> [PASSAGE PROVIDED]
The African Association for the Study of Religions has honored Kofi Opoku, professor of religious studies, for his outstanding record as a scholar and teacher of African religions.
The AASR gave him an award at a conference held this month in Ghana in conjunction with the regional conference of the International Association of the History of Religions. The award includes the citation “in recognition of your contribution to the study of religions in Africa.”
Opoku also has received awards from Lafayette and the ANKH Society Award for Excellence in Scholarship. He is the author of seven books, including Healing for God’s World: Remedies From Three Continents, West African Traditional Religion, and Speak to the Winds: Proverbs from Africa. He has written chapters included in more than 25 books and published more than 40 academic journal articles. He also has given talks at 45 conferences and other academic meetings, and participated as a scholar in the four-part Priesthood and Ritualin Ghana video documentary series.
Opoku’s work with Lafayette students has included mentoring Molefi Asante ’04 (Philadelphia, Pa.), a double major in Africana studies and English, in an independent study on the origins of hip-hop music. “Dr. Opoku is probably the smartest person I’ve ever met,” says Asante, a published poet.

> [INFORMATION]
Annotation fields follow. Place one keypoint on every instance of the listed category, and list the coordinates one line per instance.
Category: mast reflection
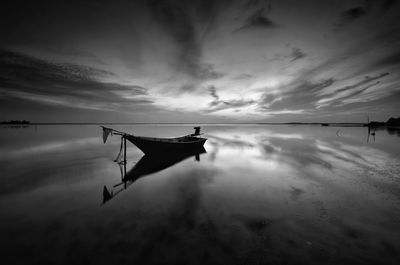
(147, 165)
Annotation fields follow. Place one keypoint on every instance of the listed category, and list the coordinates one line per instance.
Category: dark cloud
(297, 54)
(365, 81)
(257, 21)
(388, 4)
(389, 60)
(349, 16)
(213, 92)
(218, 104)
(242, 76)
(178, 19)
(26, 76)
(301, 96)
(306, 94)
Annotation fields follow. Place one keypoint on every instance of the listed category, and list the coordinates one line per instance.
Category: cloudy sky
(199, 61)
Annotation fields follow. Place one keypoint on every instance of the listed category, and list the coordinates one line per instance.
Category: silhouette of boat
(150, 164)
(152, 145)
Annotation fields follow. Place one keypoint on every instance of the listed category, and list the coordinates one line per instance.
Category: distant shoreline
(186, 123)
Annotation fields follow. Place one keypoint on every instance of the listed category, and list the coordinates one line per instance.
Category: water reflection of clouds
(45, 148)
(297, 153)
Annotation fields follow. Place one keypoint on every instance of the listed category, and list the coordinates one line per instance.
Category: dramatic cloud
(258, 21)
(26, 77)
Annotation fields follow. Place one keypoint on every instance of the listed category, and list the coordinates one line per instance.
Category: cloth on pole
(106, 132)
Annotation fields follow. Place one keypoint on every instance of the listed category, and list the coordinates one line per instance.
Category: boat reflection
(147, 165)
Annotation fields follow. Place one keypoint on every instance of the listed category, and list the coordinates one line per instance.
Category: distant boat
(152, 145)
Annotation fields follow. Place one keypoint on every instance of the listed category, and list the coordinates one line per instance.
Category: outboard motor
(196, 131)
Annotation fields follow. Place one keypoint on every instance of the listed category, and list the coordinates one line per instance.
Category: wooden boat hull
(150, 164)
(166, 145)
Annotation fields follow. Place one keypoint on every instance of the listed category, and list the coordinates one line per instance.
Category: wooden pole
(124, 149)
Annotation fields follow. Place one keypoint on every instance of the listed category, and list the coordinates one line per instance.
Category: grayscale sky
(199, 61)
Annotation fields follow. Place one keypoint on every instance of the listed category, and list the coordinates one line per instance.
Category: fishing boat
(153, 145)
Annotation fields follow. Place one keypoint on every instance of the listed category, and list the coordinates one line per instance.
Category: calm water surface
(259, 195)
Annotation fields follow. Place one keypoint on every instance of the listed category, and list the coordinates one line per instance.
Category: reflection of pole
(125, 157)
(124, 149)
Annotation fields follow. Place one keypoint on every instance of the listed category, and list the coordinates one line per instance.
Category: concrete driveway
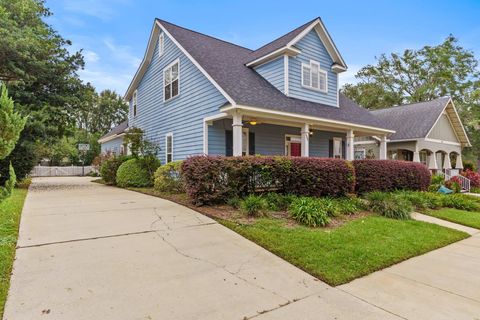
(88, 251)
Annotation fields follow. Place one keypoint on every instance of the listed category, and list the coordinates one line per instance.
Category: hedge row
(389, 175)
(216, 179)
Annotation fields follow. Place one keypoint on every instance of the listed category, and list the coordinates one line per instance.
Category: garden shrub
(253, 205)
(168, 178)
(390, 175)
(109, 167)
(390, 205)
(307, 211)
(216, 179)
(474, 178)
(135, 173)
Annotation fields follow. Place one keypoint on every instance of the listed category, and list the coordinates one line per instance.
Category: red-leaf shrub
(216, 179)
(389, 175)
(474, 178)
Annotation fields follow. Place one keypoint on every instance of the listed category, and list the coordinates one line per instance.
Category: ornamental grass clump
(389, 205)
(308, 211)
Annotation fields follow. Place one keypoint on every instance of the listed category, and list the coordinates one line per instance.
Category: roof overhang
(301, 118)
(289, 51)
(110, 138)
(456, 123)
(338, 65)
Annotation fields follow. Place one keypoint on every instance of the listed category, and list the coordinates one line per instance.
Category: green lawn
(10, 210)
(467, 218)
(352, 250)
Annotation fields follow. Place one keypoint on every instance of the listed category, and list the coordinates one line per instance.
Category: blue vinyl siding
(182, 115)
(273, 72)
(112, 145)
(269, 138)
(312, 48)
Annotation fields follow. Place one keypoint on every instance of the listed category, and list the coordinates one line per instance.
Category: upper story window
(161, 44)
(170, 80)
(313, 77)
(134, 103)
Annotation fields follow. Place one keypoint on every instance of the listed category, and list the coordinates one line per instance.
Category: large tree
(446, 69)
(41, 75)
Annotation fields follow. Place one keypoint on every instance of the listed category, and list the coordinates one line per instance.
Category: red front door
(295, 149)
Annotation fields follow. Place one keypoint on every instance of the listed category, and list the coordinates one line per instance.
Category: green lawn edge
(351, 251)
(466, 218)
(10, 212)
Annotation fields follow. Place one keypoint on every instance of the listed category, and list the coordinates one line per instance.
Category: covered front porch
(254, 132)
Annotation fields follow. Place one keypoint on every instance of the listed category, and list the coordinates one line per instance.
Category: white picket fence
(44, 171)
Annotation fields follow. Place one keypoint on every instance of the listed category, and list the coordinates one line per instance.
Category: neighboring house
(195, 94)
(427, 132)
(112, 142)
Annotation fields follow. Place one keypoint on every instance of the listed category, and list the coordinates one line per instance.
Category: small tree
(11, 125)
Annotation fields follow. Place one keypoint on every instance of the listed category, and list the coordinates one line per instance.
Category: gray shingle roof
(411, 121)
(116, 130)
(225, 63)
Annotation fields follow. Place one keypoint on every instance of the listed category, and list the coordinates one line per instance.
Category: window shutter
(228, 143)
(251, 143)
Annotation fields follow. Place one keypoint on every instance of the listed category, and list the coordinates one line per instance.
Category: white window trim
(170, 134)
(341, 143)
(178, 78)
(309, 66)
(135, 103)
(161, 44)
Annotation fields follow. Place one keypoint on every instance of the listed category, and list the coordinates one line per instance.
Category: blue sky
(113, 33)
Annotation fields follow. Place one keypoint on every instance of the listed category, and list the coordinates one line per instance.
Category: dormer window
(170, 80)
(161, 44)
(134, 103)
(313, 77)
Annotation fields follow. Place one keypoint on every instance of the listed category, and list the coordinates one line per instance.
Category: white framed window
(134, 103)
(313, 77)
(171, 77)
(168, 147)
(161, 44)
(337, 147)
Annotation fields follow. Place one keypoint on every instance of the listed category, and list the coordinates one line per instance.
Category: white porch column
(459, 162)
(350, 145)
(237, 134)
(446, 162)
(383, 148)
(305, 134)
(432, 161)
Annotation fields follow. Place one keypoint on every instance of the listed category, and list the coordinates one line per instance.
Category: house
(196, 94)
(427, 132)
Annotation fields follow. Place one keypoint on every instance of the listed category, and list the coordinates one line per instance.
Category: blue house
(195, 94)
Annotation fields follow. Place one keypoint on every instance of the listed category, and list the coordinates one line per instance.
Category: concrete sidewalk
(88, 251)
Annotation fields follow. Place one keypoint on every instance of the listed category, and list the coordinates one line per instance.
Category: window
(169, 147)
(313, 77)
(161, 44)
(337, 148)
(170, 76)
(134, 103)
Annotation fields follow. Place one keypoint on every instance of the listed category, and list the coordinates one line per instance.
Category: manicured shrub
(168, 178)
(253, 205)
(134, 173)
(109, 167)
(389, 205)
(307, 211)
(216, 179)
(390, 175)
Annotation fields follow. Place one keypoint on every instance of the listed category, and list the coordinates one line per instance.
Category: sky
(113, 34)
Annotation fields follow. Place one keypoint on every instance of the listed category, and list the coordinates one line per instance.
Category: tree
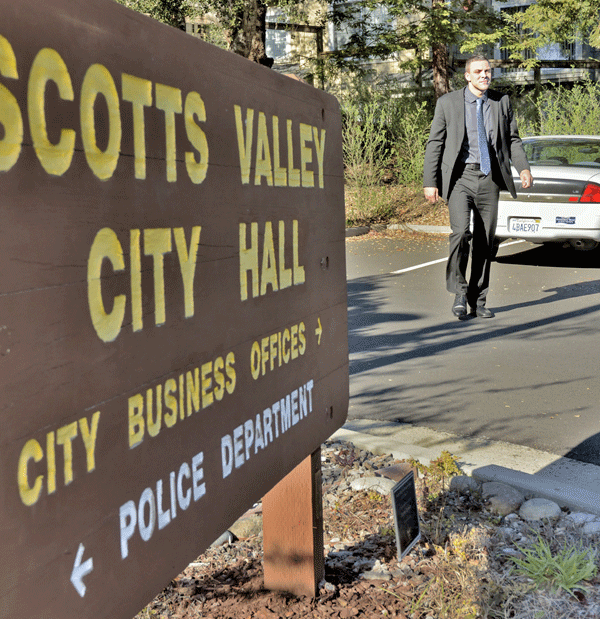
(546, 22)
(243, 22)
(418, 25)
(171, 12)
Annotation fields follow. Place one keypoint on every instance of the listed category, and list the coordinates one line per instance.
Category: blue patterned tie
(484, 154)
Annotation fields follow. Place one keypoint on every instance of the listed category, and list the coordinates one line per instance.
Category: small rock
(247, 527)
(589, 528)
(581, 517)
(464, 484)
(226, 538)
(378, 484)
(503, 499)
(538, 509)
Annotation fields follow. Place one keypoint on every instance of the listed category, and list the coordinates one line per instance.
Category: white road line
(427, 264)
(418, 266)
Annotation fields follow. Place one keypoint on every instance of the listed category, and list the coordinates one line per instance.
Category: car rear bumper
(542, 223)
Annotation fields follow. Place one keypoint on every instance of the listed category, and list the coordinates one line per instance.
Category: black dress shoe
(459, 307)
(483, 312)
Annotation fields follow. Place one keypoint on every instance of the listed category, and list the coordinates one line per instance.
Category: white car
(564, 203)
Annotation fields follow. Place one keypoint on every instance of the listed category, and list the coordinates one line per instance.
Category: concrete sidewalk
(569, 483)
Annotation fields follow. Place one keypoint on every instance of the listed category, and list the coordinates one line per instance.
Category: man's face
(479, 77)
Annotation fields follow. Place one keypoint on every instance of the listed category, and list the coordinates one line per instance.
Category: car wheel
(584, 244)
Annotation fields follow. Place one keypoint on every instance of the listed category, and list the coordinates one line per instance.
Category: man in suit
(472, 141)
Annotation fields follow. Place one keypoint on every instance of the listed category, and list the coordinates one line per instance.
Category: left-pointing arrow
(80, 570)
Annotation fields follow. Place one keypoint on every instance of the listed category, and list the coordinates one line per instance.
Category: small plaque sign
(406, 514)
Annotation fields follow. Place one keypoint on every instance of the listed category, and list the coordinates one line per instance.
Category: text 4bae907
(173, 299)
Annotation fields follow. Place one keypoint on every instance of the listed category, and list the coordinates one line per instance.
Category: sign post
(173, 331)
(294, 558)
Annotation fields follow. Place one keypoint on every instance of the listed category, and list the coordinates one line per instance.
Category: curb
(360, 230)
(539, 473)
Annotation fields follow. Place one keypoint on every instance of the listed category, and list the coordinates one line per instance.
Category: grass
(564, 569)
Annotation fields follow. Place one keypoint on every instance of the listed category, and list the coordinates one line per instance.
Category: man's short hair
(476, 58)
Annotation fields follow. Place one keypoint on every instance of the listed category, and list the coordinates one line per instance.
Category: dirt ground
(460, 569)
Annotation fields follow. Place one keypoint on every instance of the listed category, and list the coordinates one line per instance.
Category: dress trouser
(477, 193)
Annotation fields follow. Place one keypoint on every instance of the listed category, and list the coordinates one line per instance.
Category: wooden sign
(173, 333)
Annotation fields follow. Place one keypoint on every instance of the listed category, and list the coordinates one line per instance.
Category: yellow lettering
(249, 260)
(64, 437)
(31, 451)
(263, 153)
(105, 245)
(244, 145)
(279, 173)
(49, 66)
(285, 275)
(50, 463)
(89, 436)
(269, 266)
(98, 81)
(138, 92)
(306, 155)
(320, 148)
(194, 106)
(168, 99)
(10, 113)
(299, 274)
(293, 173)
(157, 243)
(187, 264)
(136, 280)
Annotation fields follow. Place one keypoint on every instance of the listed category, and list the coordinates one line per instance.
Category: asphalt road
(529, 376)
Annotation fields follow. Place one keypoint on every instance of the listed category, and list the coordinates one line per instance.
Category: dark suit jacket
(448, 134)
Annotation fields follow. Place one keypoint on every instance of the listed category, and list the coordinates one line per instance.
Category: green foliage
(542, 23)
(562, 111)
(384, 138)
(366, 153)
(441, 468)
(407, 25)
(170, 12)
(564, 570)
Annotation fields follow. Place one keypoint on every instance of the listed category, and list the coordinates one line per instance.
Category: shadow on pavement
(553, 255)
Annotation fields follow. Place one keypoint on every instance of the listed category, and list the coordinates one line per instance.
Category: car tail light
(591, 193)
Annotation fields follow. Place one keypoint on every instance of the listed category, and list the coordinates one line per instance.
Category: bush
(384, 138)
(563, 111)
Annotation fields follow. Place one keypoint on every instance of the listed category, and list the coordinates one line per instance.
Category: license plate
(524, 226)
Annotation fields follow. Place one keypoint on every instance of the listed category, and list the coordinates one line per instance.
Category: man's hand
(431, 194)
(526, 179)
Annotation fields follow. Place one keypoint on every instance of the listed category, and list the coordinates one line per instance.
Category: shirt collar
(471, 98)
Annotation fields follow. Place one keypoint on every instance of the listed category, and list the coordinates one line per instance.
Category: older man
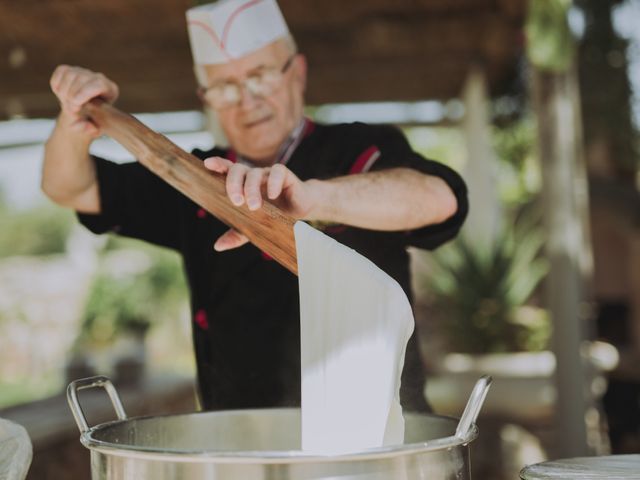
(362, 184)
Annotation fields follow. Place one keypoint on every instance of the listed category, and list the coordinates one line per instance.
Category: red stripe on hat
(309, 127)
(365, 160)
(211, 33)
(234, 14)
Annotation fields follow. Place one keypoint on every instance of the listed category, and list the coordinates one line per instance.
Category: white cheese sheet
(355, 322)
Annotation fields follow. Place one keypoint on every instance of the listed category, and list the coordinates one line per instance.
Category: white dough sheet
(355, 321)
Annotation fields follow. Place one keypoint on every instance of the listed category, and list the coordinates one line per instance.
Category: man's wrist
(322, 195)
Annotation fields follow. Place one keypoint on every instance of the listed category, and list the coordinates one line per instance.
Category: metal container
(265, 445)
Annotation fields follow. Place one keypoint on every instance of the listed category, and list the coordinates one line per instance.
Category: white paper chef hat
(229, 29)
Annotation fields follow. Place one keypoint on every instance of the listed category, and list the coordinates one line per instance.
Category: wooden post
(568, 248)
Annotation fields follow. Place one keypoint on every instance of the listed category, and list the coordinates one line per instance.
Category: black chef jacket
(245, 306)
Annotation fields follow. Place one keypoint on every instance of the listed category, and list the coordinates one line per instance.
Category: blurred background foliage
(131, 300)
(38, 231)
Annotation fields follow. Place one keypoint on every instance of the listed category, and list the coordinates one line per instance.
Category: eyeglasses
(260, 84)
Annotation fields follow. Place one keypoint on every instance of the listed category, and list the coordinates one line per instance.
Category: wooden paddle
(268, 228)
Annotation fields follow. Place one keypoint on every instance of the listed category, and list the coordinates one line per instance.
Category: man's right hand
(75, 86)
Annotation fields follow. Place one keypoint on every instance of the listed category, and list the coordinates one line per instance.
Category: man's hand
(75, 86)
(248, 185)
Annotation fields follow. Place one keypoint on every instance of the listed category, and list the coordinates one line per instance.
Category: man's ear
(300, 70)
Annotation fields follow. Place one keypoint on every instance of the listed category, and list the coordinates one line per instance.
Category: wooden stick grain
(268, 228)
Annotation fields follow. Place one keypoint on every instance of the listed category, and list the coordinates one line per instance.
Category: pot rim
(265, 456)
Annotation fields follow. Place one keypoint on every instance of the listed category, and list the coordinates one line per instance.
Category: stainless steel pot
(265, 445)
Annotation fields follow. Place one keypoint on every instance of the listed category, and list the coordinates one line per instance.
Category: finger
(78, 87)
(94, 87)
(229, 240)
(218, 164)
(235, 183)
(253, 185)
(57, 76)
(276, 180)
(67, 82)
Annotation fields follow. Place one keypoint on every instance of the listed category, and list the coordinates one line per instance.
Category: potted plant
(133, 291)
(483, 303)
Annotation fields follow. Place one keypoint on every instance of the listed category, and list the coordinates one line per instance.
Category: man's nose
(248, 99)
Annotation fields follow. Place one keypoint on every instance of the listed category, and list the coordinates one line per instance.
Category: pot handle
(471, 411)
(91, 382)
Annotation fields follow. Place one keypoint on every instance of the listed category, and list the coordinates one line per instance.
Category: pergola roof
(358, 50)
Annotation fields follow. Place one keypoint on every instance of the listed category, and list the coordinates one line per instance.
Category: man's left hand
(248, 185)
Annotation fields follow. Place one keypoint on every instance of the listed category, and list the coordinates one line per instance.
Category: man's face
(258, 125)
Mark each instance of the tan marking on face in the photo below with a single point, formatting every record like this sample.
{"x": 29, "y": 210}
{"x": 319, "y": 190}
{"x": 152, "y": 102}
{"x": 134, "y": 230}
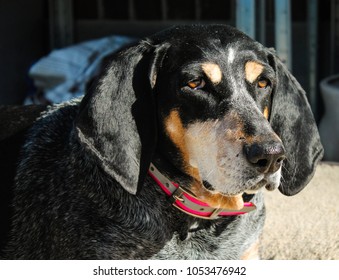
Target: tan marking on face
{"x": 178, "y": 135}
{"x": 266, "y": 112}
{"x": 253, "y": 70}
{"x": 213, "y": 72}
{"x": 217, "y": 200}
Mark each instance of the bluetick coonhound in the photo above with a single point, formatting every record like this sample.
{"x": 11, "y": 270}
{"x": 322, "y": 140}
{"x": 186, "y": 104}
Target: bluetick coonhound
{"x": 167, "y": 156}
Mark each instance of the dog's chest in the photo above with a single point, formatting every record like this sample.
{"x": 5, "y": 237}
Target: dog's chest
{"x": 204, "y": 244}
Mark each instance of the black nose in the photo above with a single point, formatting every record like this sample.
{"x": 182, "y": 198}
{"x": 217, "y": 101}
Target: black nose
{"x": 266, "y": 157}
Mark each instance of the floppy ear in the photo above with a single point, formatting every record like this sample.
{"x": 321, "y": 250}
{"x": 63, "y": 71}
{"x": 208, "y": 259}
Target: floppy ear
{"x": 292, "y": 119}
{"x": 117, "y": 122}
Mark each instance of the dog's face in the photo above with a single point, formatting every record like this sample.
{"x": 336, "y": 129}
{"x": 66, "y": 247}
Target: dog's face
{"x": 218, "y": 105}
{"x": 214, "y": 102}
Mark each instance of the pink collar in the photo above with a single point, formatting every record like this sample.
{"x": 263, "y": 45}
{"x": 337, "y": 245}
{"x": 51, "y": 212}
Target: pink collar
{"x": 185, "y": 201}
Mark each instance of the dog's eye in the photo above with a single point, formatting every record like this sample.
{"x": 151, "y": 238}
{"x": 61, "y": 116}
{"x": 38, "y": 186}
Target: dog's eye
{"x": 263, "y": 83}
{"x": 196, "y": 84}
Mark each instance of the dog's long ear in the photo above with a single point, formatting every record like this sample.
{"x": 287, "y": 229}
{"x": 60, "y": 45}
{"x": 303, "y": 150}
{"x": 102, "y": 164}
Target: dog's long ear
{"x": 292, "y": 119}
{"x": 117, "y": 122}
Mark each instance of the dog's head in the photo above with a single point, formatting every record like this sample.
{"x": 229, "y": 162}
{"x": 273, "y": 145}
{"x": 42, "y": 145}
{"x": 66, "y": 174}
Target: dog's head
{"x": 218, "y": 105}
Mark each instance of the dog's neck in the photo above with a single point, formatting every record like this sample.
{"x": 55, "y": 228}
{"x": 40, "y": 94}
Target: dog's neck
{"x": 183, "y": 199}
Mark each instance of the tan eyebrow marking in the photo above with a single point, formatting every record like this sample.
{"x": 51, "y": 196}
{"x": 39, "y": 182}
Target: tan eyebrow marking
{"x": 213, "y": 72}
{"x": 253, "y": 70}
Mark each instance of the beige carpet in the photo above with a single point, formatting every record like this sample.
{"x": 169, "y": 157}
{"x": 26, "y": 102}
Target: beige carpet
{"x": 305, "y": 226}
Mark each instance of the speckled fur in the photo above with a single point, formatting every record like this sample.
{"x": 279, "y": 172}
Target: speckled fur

> [EXERCISE 1] Reproduce word for word everything in the article on Kofi Opoku from "Opoku also has" down to "video documentary series.".
> [EXERCISE 2] In the article on Kofi Opoku, which books are named as ones he wrote? List every title it gives.
> [EXERCISE 3] Write the next part of the article on Kofi Opoku, starting after its final sentence.

> [ANSWER SECTION 1]
Opoku also has received awards from Lafayette and the ANKH Society Award for Excellence in Scholarship. He is the author of seven books, including Healing for God’s World: Remedies From Three Continents, West African Traditional Religion, and Speak to the Winds: Proverbs from Africa. He has written chapters included in more than 25 books and published more than 40 academic journal articles. He also has given talks at 45 conferences and other academic meetings, and participated as a scholar in the four-part Priesthood and Ritualin Ghana video documentary series.

> [ANSWER SECTION 2]
- Healing for God's World: Remedies From Three Continents
- West African Traditional Religion
- Speak to the Winds: Proverbs from Africa

> [ANSWER SECTION 3]
Last month, he again teamed with Rexford Ahene, associate professor of economics and business, to teach a Lafayette interim session study abroad course, Modern Sub-Saharan Africa: Kenya and Tanzania, which examines the socio-cultural environment and natural resources that shape development and change in those countries.
He served as editor of Research Review, Quarterly Journal of the Institute of African Studies, Legon, Ghana, 1968-1972; co-editor of Odawuru, an Akan Scholarly Magazine, 1968-1975 and 1985-1990, published by the Institute of African Studies, Legon; and editorial board member of World Scripture: A Comparative Anthology of Sacred Texts, published by Paragon House in 1991.
Opoku has spoken about various aspects of Ghanaian culture on TV and radio programs; given lectures and seminars for foreign students in summer schools in Africa and the United States; and lectured at many colleges, universities and divinity schools, including those of Princeton and Yale. As a Cook Lecturer of the Presbyterian Church, U.S.A., he went on a 14-day lecture tour of seminaries in San Francisco, Austin, Atlanta, Louisville, Richmond and New York, followed by a six-week lecture tour through India (New Delhi, Bangalore, Calcutta), the Philippines (Manila, Dumaguette), China (Shanghai, Nanjing), Hong Kong, Taiwan (Taipei, Tainan), Korea (Seoul, Taegu) and Japan (Kyoto, Tokyo).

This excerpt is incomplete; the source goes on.